WORK ORDER:
The pictures must be left out, while the rest of the data is copied exactly.

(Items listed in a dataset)
>>>

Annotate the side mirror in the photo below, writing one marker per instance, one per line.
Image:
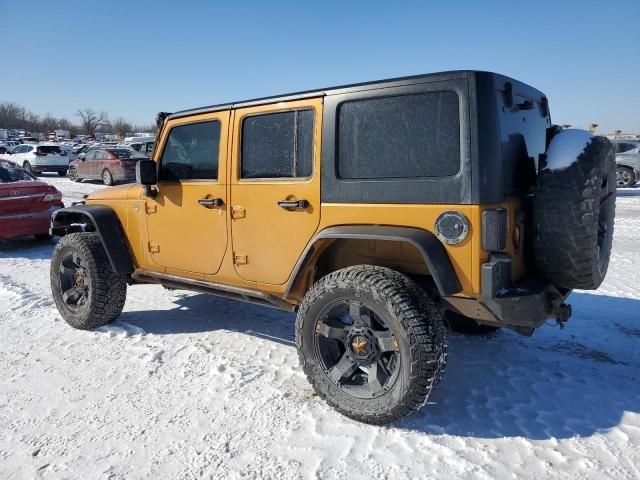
(147, 175)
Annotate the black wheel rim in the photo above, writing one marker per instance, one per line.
(74, 281)
(607, 195)
(356, 349)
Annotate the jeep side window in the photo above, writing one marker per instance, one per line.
(191, 152)
(624, 147)
(277, 145)
(404, 136)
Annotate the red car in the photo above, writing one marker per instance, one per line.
(26, 204)
(110, 165)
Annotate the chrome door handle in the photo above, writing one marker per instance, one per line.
(299, 204)
(211, 202)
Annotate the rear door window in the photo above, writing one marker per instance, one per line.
(624, 147)
(47, 149)
(404, 136)
(191, 152)
(277, 145)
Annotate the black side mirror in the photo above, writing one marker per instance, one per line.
(147, 175)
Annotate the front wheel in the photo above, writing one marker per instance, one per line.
(625, 177)
(368, 345)
(86, 290)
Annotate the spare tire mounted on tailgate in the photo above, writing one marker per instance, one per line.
(574, 210)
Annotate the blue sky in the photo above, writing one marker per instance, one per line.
(134, 59)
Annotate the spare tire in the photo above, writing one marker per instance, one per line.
(574, 209)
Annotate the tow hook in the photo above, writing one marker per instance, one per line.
(562, 313)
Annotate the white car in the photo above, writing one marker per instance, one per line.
(40, 157)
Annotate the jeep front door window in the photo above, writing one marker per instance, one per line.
(186, 221)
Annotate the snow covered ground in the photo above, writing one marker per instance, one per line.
(192, 386)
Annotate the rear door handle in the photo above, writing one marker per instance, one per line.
(211, 202)
(299, 204)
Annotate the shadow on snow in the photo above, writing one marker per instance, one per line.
(557, 384)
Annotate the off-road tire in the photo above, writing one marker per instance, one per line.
(461, 324)
(107, 290)
(627, 177)
(568, 208)
(107, 178)
(412, 317)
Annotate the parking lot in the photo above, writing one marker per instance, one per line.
(185, 385)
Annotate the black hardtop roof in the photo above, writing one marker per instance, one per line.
(342, 89)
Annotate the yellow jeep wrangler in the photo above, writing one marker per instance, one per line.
(380, 213)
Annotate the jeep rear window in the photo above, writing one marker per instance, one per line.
(624, 147)
(49, 149)
(277, 145)
(191, 152)
(399, 137)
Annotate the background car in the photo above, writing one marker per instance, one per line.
(26, 204)
(146, 148)
(40, 157)
(111, 165)
(627, 162)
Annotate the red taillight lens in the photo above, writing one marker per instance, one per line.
(52, 196)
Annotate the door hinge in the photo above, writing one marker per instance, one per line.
(240, 258)
(238, 212)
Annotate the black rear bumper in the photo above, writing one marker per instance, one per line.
(525, 303)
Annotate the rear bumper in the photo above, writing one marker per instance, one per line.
(525, 303)
(49, 168)
(20, 225)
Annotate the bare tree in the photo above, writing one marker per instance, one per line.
(91, 120)
(12, 115)
(121, 127)
(48, 123)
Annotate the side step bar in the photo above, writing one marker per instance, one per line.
(202, 286)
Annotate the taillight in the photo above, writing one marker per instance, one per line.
(52, 197)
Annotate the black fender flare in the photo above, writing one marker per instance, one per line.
(106, 224)
(431, 249)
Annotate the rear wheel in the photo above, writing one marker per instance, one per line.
(368, 345)
(107, 178)
(625, 177)
(86, 290)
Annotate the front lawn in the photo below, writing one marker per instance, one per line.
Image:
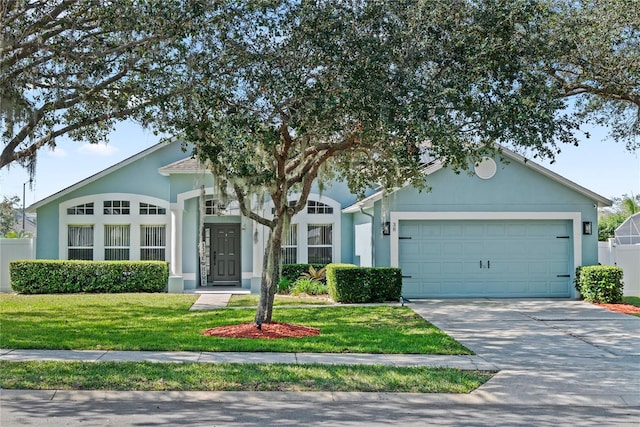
(163, 322)
(235, 377)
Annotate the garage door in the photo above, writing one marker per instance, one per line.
(485, 258)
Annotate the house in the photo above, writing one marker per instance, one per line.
(510, 229)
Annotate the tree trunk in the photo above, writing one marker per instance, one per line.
(270, 274)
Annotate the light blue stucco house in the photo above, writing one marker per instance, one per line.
(510, 229)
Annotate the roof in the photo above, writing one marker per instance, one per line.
(188, 165)
(433, 167)
(97, 176)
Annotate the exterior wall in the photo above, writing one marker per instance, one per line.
(132, 178)
(514, 188)
(12, 250)
(626, 257)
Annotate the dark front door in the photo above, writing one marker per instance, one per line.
(224, 253)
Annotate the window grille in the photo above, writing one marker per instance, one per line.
(314, 207)
(80, 242)
(214, 207)
(116, 207)
(320, 243)
(149, 209)
(85, 209)
(116, 242)
(152, 242)
(290, 245)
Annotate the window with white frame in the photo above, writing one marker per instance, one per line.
(117, 239)
(290, 245)
(320, 243)
(80, 242)
(153, 241)
(149, 209)
(83, 209)
(314, 207)
(116, 207)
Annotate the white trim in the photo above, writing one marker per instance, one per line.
(99, 220)
(98, 175)
(575, 217)
(601, 201)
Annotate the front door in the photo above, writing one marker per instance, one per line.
(224, 253)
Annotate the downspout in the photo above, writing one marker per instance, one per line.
(373, 247)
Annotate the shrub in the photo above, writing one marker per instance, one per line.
(52, 276)
(600, 283)
(351, 284)
(284, 286)
(308, 286)
(293, 271)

<<<

SOLUTION TO THE EXERCISE:
Annotate the side mirror in the photo below, writing one marker per instance, one per line.
Image:
(147, 175)
Annotate the black wheel rim in the photo above, writing one marker per instance, one per line.
(74, 281)
(607, 195)
(356, 349)
Annotate the jeep side window in the photo above, writing one marker per instance, one per line.
(191, 152)
(624, 147)
(277, 145)
(404, 136)
Annotate the red car in the photo above, writing one marker per instance, one per line.
(26, 204)
(110, 165)
Annotate the chrome door handle in the photo above, writing one marker per instance, one per line.
(299, 204)
(211, 202)
Annotate the rear door window in the photo above, writing one marker per instance, one per line.
(624, 147)
(47, 149)
(404, 136)
(191, 152)
(277, 145)
Annotate the black side mirror in the photo above, writing one marker per instance, one per line.
(147, 175)
Annotate the front wheel in the photo above, writing one marker per instance, one per line.
(625, 177)
(368, 345)
(86, 290)
Annotate the spare tire mounted on tailgate in the photo above, writing one marker per instance, one per line.
(574, 210)
Annotate the blue sky in the photo above, writing one marker per instance, one per line.
(134, 59)
Annotate the spare tire in the photo above, writing one marker per instance, one per line.
(574, 209)
Annotate the tow hook in the photo above, writing one marker per instance, one per line.
(562, 313)
Annotate the white car in the photo above, writing one marker per instance, one per line.
(40, 157)
Annotate the jeep front door window in the photo above, writing one marker per instance, one per line.
(186, 221)
Annotate the snow covered ground in the photo above, writing one marker per instance, one per line.
(192, 386)
Annotate the rear door handle in the photo above, writing one marker per instance, one per line.
(211, 202)
(299, 204)
Annotate the shadow on snow in the photo above, writing one marker per instance, one per line.
(557, 384)
Annotate the off-road tire in the photo above, writing one marker per instance, one per line.
(461, 324)
(107, 290)
(627, 177)
(568, 208)
(107, 178)
(412, 317)
Annotate the parking lot in the photo above, writing one marker per instance, one per line.
(185, 385)
Annotate the black hardtop roof in the photo above, writing one marker per instance, one per line.
(342, 89)
Annotate the yellow jeep wrangler in the photo above, writing one marker per instance, one per line.
(380, 213)
Annotate the jeep rear window in the photo above, writing one marker per instance, one per line.
(624, 147)
(49, 149)
(277, 145)
(191, 152)
(399, 137)
Annotate the background car in the photo above, writing one marker per instance, one per line.
(26, 204)
(146, 148)
(40, 157)
(111, 165)
(627, 162)
Annotate the red taillight lens in the photo above, writing one marker per instance, one per line.
(52, 196)
Annotate the door hinge in the photo above, writing one marker per instance, one per line.
(240, 258)
(238, 212)
Annotate the black rear bumper in the photo above, writing one marker per instance, one per line.
(525, 303)
Annotate the rear bumper in the photo above, writing one marker per instance, one per line.
(525, 303)
(49, 168)
(20, 225)
Annotate the bare tree in the photo above, writing one marker per instance, one per line.
(91, 120)
(12, 115)
(121, 127)
(48, 123)
Annotate the side step bar in the photo above, writing one marker per instance, one per line.
(202, 286)
Annotate the taillight in the photo above, writing one marker per instance, one per line.
(52, 197)
Annotate the black fender flare in the photo above, writing one marker per instance, one per line.
(106, 224)
(431, 249)
Annotate the rear wheel in the photo above, writing one marker per instance, one per line.
(368, 345)
(107, 178)
(625, 177)
(86, 290)
Annotate the front lawn in the photo below, writing one marker per instance, one per line.
Image:
(163, 322)
(235, 377)
Annotate the garage door in the photo above, writing one marker per instance, one per line.
(485, 258)
Annotate the house in the photo above, writing one marker per instance, one per line.
(510, 229)
Annotate the tree trunk in the photo above, writing one marker per instance, one per line.
(270, 274)
Annotate the light blue stucco house in the photo above, writing one marker per instance, one per line.
(510, 229)
Annotate the roof in the photo above, writing one marker per instance, one per line.
(188, 165)
(433, 167)
(97, 176)
Annotate the exterior wall in the photo above, writing one marker per instance, one per line.
(132, 178)
(514, 188)
(12, 250)
(626, 257)
Annotate the dark front door in the photo above, writing one marker per instance, one per line.
(224, 253)
Annotate the window grille in the photo above, writing one marker per instance, one per line.
(314, 207)
(80, 242)
(214, 207)
(116, 207)
(320, 243)
(149, 209)
(85, 209)
(116, 242)
(152, 242)
(290, 245)
Annotate the window with white frame in the photo above, writing one marker per instance, one per line.
(117, 239)
(290, 245)
(320, 243)
(80, 242)
(153, 241)
(149, 209)
(83, 209)
(314, 207)
(116, 207)
Annotate the white trim in the photo above, writing one marker per instance, one per line.
(99, 220)
(98, 175)
(575, 217)
(601, 201)
Annotate the front door in the photo above, writing one marker per instance, one per line.
(224, 253)
Annotate the downspout in the photo above, writing one marker per instance, one per line.
(373, 247)
Annotate the shrub in the photo above, writing one marker per instance, one per line.
(52, 276)
(600, 283)
(351, 284)
(284, 286)
(308, 286)
(293, 271)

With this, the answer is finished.